### Teks Kutipan:
*Oleh: Yano Riksan Tidore (Mahasiswa Pascasarjana Fakultas Ekonomi Business Universitas Paramadina)
Sejak pembentukannya melalui amandemen ketiga Undang-undang Dasar 1945, Dewan Perwakilan Daerah Republik Indonesia (DPD RI) diharapkan dapat menjadi representasi daerah dalam proses legislasi di tingkat nasional. Namun, bahkan setelah diberikan tempat di struktur konstitusi, DPD RI sering diasumsikan sebagai "anak tiri" konstitusi Indonesia.
Dengan kewenangan legislasi yang terbatas, DPD RI tetap berada di persimpangan peran. Meski proses reformasi konstitusi telah menunjukkan bahwa perubahan mungkin akan datang, DPD RI terus berusaha mencari tahu bagaimana cara terbaik untuk melegalisasi posisi dan fungsinya di depan hukum dalam sistem pemerintahan yang didominasi oleh DPR RI (B Utami, 2022).
Keterbatasan DPD-RI dalam Fungsi Legislasi
Untuk mencapai tujuan bersama, setiap undang-undang harus dibahas dan mendapatkan persetujuan bersama oleh Presiden dan Dewan Perwakilan Rakyat (DPR), sebagaimana diatur dalam Pasal 20 Undang-Undang Dasar 1945. Solihah dkk. (2024) menunjukkan bahwa dalam proses ini, DPD RI tidak memiliki posisi yang setara dengan DPR RI.
DPD RI dalam proses legislasi dalam pasal 22 D UUD 1945 dan UU Nomor 42 Tahun 2017 pasal 248 sampai dengan 259 yang mengatur tentang tugas dan wewenang DPD RI hanya sebatas memberikan masukan dan pertimbangan terhadap regulasi tertentu, terutama yang terkait dengan pemerintahan daerah, otonomi daerah, kerja sama antardaerah, pembentukan daerah, pemekaran daerah, dan sumber daya alam, serta keuangan daerah.
Keterbatasan kewenangan ini menimbulkan pertanyaan serius tentang status DPD RI sebagai lembaga negara. Ketika DPD RI dibatasi hanya sebatas memberikan pertimbangan tanpa ikut serta pengambilan keputusan akhir dalam perundingan RUU, maka fungsi legislasi DPD RI dihilangkan.
Hal ini membuat DPD RI tampak seperti "anak tiri" dalam sistem legislasi, di mana ketaatannya diakui namun konsekuensinya dalam proses legislasi tidak diberikan setara seperti DPR RI.
Dampak Keterbatasan Ini Terhadap Daerah
Failaq (2023) menjelaskan bahwa melemahnya fungsi legislasi DPD RI berdampak langsung pada keterwakilan daerah dalam hasil kesepakatan. Oleh karena itu, tujuan DPD RI adalah untuk memastikan bahwa kebutuhan daerah dapat diakomodasi secara memadai dalam kebijakan nasional.
Tanpa adanya dampak yang signifikan terhadap proses penyusunan RUU, DPD RI acapkali hanya menjadi penonton dalam proses legislasi yang berdampak langsung pada daerah.

### Data Tercatat:

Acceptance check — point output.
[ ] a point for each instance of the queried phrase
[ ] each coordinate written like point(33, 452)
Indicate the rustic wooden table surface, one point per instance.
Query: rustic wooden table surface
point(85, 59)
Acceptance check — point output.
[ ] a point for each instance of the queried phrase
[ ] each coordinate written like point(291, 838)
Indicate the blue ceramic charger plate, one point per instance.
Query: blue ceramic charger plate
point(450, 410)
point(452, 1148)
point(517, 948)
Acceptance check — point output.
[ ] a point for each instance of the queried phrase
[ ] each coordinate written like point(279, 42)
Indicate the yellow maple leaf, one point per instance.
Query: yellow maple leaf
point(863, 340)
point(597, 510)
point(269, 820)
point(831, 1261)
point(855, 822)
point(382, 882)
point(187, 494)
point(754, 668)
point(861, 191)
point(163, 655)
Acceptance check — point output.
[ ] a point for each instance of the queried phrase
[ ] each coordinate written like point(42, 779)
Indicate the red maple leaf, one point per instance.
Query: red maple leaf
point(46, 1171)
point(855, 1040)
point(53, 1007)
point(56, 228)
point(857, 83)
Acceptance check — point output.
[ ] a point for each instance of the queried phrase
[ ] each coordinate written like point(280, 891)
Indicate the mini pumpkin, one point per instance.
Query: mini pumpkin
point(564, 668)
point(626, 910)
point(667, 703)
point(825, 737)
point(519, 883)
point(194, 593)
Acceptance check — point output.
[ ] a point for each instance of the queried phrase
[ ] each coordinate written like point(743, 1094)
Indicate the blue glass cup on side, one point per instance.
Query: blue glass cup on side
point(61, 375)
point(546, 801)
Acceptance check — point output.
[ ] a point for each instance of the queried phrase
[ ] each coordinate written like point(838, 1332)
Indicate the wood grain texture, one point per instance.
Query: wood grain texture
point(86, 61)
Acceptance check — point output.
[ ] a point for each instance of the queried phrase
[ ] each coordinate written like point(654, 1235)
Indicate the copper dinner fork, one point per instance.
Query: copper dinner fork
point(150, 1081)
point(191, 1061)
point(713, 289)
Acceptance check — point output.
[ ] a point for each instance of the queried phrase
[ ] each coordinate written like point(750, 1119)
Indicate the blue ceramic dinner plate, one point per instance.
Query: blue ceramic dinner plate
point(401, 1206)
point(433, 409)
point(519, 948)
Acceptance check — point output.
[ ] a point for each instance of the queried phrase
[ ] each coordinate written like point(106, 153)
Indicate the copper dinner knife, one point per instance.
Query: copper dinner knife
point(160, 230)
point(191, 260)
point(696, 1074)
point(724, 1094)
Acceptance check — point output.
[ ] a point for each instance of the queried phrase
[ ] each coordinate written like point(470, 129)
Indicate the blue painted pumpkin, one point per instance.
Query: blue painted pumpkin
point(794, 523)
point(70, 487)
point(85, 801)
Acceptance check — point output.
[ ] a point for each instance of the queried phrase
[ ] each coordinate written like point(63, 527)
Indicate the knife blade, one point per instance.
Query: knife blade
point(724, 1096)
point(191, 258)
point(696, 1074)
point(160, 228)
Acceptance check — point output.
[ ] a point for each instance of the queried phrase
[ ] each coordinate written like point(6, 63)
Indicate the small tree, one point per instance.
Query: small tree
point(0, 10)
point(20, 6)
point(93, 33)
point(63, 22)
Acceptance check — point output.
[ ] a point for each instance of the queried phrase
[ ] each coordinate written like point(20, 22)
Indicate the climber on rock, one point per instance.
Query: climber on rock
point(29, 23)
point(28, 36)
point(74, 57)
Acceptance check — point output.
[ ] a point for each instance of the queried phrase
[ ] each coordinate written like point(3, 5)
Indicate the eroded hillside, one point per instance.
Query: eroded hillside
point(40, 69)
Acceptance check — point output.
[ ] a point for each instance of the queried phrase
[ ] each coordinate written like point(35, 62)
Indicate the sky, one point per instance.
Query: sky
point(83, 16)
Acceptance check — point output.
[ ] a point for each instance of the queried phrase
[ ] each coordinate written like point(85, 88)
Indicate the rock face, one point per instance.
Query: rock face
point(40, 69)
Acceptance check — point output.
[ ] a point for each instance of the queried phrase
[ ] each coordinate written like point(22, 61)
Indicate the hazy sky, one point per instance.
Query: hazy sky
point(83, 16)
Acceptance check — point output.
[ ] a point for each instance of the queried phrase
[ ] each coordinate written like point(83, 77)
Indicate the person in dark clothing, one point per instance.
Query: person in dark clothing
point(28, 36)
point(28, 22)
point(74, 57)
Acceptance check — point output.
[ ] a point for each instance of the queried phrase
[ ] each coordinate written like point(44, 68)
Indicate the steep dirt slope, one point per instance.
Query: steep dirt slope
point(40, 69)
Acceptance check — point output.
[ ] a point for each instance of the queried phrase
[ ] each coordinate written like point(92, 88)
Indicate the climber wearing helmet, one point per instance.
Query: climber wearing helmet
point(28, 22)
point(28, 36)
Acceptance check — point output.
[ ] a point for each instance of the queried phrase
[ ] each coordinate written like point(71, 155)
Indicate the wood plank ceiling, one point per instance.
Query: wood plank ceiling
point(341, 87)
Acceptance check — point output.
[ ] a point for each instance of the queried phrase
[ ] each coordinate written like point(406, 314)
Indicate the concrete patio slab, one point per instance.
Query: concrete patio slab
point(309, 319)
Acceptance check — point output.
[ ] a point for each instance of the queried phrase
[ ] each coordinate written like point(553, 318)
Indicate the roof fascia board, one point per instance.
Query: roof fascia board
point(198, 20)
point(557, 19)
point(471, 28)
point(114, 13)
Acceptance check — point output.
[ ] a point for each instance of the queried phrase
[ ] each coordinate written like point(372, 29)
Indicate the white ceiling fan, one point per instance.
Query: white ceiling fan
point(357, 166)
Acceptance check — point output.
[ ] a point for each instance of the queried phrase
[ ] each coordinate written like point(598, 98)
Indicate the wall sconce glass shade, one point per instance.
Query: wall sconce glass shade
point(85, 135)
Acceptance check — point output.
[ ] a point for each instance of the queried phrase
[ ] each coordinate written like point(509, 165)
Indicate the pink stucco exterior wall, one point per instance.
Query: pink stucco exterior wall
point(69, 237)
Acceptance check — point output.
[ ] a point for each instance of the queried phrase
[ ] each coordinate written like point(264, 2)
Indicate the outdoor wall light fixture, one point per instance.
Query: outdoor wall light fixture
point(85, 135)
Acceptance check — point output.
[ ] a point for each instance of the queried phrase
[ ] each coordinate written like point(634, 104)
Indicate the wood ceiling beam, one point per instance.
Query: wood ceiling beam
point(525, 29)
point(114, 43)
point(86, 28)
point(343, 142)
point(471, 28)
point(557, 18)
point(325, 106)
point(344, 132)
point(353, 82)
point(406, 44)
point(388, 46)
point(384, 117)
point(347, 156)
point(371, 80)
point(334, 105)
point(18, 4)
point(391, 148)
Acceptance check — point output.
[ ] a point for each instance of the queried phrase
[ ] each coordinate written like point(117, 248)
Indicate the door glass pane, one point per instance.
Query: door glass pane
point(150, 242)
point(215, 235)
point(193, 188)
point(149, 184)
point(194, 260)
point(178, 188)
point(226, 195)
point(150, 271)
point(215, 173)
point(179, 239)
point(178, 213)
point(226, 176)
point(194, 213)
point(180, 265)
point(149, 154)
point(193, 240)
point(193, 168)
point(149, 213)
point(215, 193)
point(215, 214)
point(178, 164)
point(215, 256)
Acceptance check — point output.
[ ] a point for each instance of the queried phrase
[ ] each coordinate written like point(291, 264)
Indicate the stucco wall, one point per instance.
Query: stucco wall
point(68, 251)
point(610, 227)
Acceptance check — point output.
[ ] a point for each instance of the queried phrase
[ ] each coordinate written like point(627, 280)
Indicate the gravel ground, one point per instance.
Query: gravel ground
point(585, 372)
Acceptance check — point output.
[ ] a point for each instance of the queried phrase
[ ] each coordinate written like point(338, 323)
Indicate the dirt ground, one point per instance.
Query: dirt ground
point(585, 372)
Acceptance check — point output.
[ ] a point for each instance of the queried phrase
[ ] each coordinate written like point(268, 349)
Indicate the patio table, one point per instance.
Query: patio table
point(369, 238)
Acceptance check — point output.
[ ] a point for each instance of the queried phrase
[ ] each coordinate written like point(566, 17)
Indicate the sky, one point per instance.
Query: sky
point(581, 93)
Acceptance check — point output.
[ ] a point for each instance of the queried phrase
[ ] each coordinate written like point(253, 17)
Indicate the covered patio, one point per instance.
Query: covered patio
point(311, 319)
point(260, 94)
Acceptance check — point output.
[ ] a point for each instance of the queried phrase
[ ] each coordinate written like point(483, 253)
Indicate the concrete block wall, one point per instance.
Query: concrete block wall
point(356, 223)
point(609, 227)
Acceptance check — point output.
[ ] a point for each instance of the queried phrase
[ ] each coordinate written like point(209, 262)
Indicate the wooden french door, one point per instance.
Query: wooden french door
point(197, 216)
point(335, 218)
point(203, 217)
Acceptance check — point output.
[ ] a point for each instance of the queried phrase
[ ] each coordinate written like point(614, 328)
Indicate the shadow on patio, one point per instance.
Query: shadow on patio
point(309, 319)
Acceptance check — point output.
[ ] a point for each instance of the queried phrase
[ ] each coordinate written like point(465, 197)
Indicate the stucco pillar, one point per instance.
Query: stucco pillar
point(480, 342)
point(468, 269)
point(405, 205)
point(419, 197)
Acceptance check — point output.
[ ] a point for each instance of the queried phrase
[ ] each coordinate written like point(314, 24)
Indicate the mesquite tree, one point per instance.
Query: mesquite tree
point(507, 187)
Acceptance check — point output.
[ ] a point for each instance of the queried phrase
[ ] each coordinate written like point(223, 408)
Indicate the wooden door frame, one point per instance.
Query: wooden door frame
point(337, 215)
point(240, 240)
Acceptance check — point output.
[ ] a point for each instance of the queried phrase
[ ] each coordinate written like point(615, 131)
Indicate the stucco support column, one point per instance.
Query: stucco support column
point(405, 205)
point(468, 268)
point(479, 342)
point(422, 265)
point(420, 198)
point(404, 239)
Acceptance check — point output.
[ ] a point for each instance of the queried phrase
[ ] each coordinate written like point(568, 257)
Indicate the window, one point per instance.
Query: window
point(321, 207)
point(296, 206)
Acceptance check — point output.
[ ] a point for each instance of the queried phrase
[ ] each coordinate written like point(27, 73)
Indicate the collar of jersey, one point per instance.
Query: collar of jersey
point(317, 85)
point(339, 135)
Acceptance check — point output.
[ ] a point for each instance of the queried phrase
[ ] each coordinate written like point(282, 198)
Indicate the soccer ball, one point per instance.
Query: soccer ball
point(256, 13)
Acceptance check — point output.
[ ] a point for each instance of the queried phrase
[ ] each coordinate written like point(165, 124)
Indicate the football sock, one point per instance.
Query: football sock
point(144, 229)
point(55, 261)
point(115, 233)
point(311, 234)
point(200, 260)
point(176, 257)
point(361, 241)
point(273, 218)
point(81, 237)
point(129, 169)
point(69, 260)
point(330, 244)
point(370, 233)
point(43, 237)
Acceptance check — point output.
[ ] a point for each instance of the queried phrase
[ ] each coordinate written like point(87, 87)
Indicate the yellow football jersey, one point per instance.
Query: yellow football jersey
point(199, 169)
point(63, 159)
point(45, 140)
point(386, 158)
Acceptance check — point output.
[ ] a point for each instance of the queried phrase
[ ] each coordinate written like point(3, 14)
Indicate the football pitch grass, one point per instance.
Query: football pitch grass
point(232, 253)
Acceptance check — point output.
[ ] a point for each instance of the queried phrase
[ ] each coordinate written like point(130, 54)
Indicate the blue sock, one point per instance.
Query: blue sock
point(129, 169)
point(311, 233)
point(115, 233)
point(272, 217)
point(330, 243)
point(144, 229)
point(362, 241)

### Tugas Anda:
Lanjutkan tulisan tentang keterbatasan fungsi legislasi DPD RI di atas, mulai dari bagian setelah kalimat terakhirnya.

### Jawaban Latihan:
Keterbatasan ini mengakibatkan aspirasi daerah tidak sepenuhnya tersampaikan dan terwujud dalam undang-undang, yang seharusnya menjadi instrumen untuk mengukur kehidupan kebangsaan Oleh karena itu, batasan-batasan tersebut harus dapat menjadi alat untuk mentransformasikan kehidupan berbangsa dan bernegara yang beragam secara adil dan wajar.
Oleh karena itu, status DPD RI sebagai suara daerah dalam sistem legislasi nasional perlu dipertimbangkan secara matang agar dampak dan fungsinya tidak hanya sebatas formalitas, tetapi juga berpotensi memberikan dampak positif bagi seluruh Indonesia.
Revisi Peran DPD RI: Sebuah Keniscayaan?
Menghadapi problem ini, banyak pihak yang merasa bahwa peninjauan kembali terhadap kebijakan dan fungsi DPD RI perlu dilakukan agar lembaga ini lebih efektif dalam menjalankan tugas-tugasnya.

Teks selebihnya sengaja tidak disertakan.